## [任务要求]
根据阅读文本,管理员成功登录后应能通过网站更新产品的哪两项信息?

## [阅读文本]
::::::

我有一个与我创建的产品数据库相关的网站,该数据库存储在phpmyadmin中。我在用户和管理员之间分开了访问权限。我试图让管理员在成功登录后通过网站更新产品数量和价格。到目前为止,我已经能够在页面上的表格中显示所有产品及其当前数量而没有任何问题。然后,我已经捕获了产品ID,并希望在点击更新链接后将此产品ID转移到下一页。我尝试使用以下代码执行此操作:
//SQL query to retrieve stock quantity for the all Products
//store the result in an array then in a new variable
$stockSQL="select prodName, prodPrice, proQuantity from Products order by prodId";
$exestockSQL=mysql_query($stockSQL) or die(mysql_error());
while ($stocklevel=mysql_fetch_array($exestockSQL))

::::::

## [所给条目]
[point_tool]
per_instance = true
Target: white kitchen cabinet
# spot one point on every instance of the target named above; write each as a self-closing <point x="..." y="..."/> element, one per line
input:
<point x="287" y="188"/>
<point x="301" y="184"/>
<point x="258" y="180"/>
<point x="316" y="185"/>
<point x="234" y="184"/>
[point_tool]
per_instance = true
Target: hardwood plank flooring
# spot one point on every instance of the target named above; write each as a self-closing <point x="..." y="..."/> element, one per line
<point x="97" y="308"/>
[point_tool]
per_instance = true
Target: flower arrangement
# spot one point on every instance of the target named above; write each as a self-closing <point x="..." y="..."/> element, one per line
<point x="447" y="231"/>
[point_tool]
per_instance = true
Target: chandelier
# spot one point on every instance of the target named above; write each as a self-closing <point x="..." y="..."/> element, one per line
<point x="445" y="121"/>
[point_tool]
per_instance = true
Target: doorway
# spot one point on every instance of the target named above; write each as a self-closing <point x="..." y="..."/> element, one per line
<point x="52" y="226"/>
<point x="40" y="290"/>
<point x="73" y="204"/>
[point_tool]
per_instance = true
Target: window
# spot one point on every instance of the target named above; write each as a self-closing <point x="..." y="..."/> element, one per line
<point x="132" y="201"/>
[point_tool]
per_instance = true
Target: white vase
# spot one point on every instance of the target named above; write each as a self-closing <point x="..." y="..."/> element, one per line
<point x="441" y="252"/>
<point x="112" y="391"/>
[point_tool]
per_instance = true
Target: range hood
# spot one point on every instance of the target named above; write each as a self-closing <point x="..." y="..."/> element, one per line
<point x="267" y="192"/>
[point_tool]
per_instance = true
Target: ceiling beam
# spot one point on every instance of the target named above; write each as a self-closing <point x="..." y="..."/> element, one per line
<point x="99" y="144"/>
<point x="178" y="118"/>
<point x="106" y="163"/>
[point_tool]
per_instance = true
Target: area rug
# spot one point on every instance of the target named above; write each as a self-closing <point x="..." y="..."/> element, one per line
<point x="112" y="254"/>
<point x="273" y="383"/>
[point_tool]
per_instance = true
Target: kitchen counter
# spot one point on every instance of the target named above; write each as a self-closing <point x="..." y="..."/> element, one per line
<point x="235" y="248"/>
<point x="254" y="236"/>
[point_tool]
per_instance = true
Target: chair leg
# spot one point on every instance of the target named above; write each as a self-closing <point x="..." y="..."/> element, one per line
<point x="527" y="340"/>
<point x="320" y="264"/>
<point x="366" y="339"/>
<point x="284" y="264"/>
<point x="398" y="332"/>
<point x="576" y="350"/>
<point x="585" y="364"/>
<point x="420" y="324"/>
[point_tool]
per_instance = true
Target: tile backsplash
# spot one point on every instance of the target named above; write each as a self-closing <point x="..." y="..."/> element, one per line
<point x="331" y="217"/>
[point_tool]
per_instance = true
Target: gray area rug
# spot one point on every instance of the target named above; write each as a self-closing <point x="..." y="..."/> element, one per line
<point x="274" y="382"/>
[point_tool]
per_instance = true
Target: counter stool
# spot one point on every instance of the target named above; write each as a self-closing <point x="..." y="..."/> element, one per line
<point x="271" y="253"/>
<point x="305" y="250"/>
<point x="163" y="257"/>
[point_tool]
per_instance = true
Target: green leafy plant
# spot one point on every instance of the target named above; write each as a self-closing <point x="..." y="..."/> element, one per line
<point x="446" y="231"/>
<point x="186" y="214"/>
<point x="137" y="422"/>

::::::

## [正确输出]
产品数量和价格。